■ 作業の目的: 接着剤に関する本文では、エポキシ樹脂とポリアミド樹脂はどのような重量比率で含有されるとされていますか。

■ 本文:
説明

接着剤

【課題】 耐熱性、耐油性、耐加水分解性に優れた接着剤ならびに接着シートの提供を課題としている。また、シート片が接着シートにより接着されて形成されており油浸モーターなどの油浸機器に好適に用いられる絶縁紙の提供をさらなる課題としている。
【解決手段】 エポキシ樹脂とポリアミド樹脂とを含有し、前記エポキシ樹脂とポリアミド樹脂が重量で(エポキシ樹脂/ポリアミド樹脂)=20/80〜80/20となる比率で含有されていることを特徴とする接着剤を提供する。

【発明の詳細な説明】
【技術分野】
【0001】
本発明は、エポキシ樹脂が用いられてなる接着剤、接着シートならびに該接着シートにより接着されて形成されて油浸モーターなどの油浸機器に用いられている絶縁紙に関する。

■ 提供された記録:
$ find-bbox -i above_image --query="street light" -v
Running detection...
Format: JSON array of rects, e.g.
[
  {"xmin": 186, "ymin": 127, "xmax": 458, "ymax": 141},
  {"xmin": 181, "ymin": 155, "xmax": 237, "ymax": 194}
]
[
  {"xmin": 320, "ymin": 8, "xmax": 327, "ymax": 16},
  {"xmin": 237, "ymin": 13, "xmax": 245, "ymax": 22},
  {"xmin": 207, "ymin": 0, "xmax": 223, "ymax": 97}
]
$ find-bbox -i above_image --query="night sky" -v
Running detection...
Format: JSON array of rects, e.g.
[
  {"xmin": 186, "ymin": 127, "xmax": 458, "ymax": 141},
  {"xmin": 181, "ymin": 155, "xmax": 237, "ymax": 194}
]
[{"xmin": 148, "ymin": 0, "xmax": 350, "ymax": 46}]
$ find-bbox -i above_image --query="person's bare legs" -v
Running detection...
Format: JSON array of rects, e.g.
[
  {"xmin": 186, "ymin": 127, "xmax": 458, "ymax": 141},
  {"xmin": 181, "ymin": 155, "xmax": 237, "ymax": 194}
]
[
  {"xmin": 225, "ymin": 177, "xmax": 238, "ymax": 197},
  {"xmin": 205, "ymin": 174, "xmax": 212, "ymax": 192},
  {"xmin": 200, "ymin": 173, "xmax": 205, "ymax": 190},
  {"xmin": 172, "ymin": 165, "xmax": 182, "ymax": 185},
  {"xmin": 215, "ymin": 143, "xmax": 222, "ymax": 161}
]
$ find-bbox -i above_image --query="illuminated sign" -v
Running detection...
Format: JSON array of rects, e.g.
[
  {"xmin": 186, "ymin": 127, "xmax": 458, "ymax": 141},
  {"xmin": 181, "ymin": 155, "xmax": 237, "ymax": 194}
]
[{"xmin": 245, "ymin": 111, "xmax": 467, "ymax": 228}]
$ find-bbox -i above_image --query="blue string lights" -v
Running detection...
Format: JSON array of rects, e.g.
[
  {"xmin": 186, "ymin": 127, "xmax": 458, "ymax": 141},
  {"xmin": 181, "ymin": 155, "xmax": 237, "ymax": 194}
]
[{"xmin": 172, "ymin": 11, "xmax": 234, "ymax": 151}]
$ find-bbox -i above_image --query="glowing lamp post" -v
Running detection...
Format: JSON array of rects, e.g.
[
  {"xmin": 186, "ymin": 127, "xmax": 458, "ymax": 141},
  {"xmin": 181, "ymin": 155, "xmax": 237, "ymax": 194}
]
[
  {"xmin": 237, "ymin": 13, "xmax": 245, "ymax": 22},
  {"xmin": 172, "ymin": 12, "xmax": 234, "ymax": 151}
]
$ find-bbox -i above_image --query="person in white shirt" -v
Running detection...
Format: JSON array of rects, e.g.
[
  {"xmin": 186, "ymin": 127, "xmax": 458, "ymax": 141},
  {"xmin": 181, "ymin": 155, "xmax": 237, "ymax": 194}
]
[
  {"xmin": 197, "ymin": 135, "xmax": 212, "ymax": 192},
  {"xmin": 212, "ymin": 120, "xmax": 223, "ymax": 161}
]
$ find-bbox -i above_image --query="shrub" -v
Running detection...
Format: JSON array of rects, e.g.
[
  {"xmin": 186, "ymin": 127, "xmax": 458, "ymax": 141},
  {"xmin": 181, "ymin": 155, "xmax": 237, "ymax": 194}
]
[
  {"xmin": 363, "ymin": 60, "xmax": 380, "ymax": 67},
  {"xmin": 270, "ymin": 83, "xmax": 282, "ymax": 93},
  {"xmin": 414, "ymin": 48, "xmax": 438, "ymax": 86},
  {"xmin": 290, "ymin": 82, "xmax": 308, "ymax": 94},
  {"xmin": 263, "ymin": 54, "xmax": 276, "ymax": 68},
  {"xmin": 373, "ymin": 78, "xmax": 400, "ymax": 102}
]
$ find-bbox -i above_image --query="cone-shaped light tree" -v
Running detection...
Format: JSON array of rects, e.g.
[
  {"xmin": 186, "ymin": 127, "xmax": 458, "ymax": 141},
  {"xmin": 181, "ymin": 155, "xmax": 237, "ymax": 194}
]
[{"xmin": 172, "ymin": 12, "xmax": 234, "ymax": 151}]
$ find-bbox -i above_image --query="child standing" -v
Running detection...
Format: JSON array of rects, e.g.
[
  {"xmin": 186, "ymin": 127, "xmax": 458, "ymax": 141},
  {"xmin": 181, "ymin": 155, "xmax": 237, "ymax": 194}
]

■ 問題の解答: 重量で（エポキシ樹脂/ポリアミド樹脂）＝20/80〜80/20となる比率で含有されるとされています。